If we run the line below it means:

> Read data file and cache read contents in the memory (if possible)

> __If we run "action" on the file it will use the cached data (faster) rather than loading data from disk once again!__

Rule of thumb: 

> Use cache when the lineage (operations to run on certain RDD) of your RDD branches out or when an RDD is used multiple times like in a loop.

In [None]:
# All of the operations return self
# This allows us to chain operations (we will see it in the next cell)

rddDistributedFile = rddDistributedFile.cache()

> __`.cache()` is the same as `.persist()` with `StorageLevel.MEMORY_ONLY`__

There are few other options to store the data:
- `MEMORY_ONLY` - keep everything we can in memory otherwise do not cache and compute results
- `MEMORY_AND_DISK` - keep everything we can in memory otherwise serialize to disk (__encouraged for long running computations we would like to cache__)
- `DISK_ONLY` - cache everything on disk, nothing in memory (__discouraged__)
- `MEMORY_ONLY_2` - same as `MEMORY_ONLY` but replicates cache on two cluster nodes for improved fault tolerance (`DISK_ONLY_2` is also available)

In [None]:
pyspark.StorageLevel.DISK_ONLY

## MapReduce operations

> Given parallelized data structure we can run map-reduce operations on it

All of them can be seen [in the documentation](https://spark.apache.org/docs/latest/api/python/reference/pyspark.html#rdd-apis), a few interesting ones:
- [`rdd.checkpoint()`](https://spark.apache.org/docs/latest/api/python/reference/api/pyspark.RDD.checkpoint.html#pyspark.RDD.checkpoint) - will be saved in checkpoint directory and all the operations creating it __are discarded__ (action)
- [`rdd.collect()`](https://spark.apache.org/docs/latest/api/python/reference/api/pyspark.RDD.collect.html#pyspark.RDD.collect) - __return the structure__ (collect it after operations) (action)

--- AIM 1 ---
Decide whether each statement below agrees with the Spark notebook excerpt, answering yes or no and quoting the words of the excerpt that settle it. (a) Calling `.cache()` is equivalent to `.persist()` with `StorageLevel.MEMORY_ONLY`. (b) `MEMORY_ONLY_2` replicates the cache on three cluster nodes. (c) Caching is advised when an RDD is used multiple times, as in a loop.
--- AIM 2 ---
Write the next part of the Spark notebook excerpt, continuing after its final line.

--- RAW DATA ---
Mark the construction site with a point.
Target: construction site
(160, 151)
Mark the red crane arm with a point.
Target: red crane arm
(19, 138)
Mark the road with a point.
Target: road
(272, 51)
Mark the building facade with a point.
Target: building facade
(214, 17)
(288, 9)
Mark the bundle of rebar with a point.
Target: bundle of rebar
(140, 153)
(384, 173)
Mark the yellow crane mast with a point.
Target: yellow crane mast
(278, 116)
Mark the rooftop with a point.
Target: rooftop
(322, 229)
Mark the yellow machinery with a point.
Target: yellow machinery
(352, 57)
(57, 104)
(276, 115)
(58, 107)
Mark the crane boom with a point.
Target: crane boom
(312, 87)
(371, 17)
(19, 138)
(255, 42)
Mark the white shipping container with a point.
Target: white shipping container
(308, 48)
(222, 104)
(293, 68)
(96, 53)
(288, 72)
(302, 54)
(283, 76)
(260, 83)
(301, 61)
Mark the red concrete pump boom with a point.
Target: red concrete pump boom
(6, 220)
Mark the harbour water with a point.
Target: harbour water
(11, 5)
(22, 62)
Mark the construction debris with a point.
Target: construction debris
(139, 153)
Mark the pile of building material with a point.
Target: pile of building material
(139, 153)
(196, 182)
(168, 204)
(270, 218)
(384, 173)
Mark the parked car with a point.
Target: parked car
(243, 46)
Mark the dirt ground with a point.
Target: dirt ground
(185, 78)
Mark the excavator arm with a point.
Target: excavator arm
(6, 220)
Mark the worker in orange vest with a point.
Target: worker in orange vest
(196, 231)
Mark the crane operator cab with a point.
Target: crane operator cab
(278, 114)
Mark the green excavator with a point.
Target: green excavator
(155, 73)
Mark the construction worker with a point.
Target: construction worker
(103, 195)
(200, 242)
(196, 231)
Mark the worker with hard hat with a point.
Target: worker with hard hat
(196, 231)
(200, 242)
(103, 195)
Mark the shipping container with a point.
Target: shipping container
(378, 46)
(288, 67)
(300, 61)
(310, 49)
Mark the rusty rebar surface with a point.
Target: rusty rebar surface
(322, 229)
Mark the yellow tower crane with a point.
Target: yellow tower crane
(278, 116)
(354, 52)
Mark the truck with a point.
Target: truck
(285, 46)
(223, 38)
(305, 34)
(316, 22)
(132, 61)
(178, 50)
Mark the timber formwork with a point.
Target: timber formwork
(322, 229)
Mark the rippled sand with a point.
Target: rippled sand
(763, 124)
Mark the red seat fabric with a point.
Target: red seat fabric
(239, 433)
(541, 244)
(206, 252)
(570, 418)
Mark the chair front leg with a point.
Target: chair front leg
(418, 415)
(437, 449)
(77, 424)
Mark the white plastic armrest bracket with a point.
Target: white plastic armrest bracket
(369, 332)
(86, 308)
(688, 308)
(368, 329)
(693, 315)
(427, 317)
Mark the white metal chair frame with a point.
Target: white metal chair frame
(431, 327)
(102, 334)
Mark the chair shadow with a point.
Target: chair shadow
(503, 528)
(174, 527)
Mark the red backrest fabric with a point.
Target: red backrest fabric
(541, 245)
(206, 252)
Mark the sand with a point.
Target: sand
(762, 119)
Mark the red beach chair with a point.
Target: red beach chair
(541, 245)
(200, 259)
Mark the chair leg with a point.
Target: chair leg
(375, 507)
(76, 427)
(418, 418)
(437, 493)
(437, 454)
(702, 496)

--- RIGHT ANSWER 1 ---
(a) Yes: "`.cache()` is the same as `.persist()` with `StorageLevel.MEMORY_ONLY`"
(b) No: "replicates cache on two cluster nodes for improved fault tolerance"
(c) Yes: "when an RDD is used multiple times like in a loop"

--- RIGHT ANSWER 2 ---
- [`rdd.count()`](https://spark.apache.org/docs/latest/api/python/reference/api/pyspark.RDD.count.html#pyspark.RDD.count) - count elements in the structure (action)
- [`rdd.countByKey()`](https://spark.apache.org/docs/latest/api/python/reference/api/pyspark.RDD.countByKey.html#pyspark.RDD.countByKey) - count number of elements for each `key` in `(key, value)` pairs (similar to what the graphic before did)
- [`rdd.countByValue()`](https://spark.apache.org/docs/latest/api/python/reference/api/pyspark.RDD.countByValue.html#pyspark.RDD.countByValue) - count __how many unique values__ are in this structure (returned as `(value, count)` dictionary)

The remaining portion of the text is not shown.